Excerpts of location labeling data
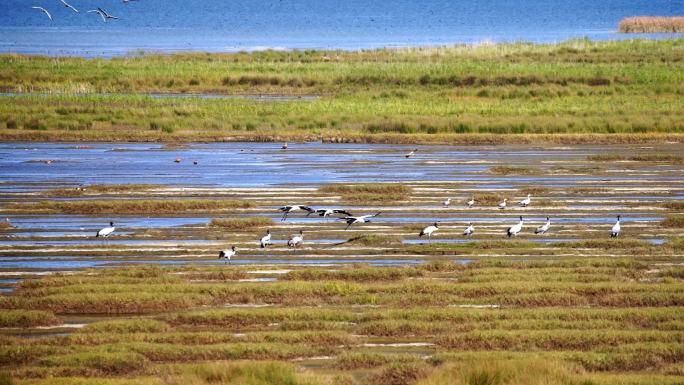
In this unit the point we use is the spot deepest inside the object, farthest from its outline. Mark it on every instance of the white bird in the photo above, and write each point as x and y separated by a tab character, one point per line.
44	10
69	6
502	205
227	254
543	228
526	202
429	230
105	232
327	212
288	209
515	229
469	230
105	16
266	239
362	219
296	239
616	229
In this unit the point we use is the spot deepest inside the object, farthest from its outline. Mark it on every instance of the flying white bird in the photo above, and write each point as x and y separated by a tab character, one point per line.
44	10
69	6
266	239
327	212
105	232
616	229
502	205
105	16
543	228
227	254
515	229
469	230
362	219
429	230
296	239
288	209
526	202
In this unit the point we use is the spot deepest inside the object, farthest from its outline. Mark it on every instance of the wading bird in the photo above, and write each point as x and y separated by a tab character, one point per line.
69	6
227	254
543	228
106	231
44	11
502	205
526	202
296	240
288	209
429	230
615	231
362	219
469	230
266	239
515	229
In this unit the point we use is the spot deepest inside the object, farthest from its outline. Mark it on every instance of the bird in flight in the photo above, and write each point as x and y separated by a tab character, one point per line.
105	16
44	10
69	6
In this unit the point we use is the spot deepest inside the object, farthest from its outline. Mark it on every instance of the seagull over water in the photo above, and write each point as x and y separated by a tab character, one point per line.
103	14
69	6
44	10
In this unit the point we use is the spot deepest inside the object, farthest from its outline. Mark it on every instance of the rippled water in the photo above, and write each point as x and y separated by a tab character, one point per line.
215	25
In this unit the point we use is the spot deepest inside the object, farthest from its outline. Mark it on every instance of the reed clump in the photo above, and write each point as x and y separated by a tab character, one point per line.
652	24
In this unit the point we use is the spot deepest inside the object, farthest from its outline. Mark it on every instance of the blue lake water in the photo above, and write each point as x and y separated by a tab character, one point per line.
216	25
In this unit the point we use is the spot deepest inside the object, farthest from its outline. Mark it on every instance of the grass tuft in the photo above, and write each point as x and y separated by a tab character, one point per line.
652	24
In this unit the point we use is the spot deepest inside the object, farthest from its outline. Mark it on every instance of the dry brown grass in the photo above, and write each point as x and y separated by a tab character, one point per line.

* [EXERCISE OBJECTIVE]:
Please reproduce the entries above word for word, leaving out the pictures.

* [PROBLEM SOLUTION]:
In this unit the point we use is the spot deepest inside the object, farthest from its outline. Mark it on every instance of the white bird in the photo above, and write each point as x and y separated by a tab character, one point per line.
44	10
69	6
502	205
227	254
543	228
526	202
429	230
105	232
327	212
288	209
515	229
469	230
105	16
266	239
362	219
296	239
616	229
In this unit the point we use is the spot deepest inside the object, farthest from its outline. Mark it on every instance of the flying white bird in the photo above, and write each point as x and y separated by a tab character, one point per line.
44	10
69	6
266	239
327	212
105	232
616	229
502	205
105	16
543	228
227	254
515	229
469	230
362	219
429	230
296	239
288	209
526	202
In this unit the point we use is the spot deepest inside the object, farthest from its outline. Mark it on every instance of the wading bird in the photo above, and write each point as x and y separated by a tab character, one point per line.
69	6
227	254
543	228
106	231
44	11
502	205
526	202
296	240
288	209
429	230
615	231
362	219
469	230
266	239
515	229
In this unit the point we use is the spot deepest inside the object, farthest from its outline. Mark it on every instance of the bird in flight in the photo above, and write each point as x and y separated by a tab character, one point per line.
105	16
44	10
69	6
In this unit the point we use is the spot deepest inside the object, farthest from its outline. Mark it on every instance of the seagull over water in the photo above, and write each point as x and y separated by a tab character, one point per line.
103	14
69	6
44	10
In this unit the point we use is the spot deepest inside the object, farthest from its outline. Mark it on every instance of the rippled water in the photo above, and write each point as x and y separated by a tab character, one point per line.
215	25
In this unit the point we use is the spot deepest inside the object, farthest from its outline. Mark it on every instance of the reed clump in the photo above, and write each point as x and y separated by a tab character, one point per line.
652	24
In this unit the point we use is the spot deepest inside the object, farthest from its outline. Mark it on every instance of the blue lake water in the photo above, and write each point as x and y separated by a tab character, one point per line.
216	25
In this unit the point we use is the spot deepest inside the object, farthest from its outline. Mark it on every instance of the grass tuft in the photo above, and write each point as x and y separated by a tab character, one point per line.
652	24
In this unit the point we use is the spot deepest inside the object, farthest from its outline. Mark it on every instance of the dry brown grass in the photo above, and write each point as x and y separated by a tab character, one point per line.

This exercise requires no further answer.